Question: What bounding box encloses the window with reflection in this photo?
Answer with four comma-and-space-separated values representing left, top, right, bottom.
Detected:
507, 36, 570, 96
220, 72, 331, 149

§ **The problem**
Write out every line of the listing above again, the request lines too, shifting each box coordinate in the answers up by 32.

§ **Correct answer**
Question: What bounding box encloses the window with reflection in this photo?
Answer with four comma-and-space-separated values representing left, top, right, bottom.
Detected:
539, 68, 602, 128
252, 104, 363, 181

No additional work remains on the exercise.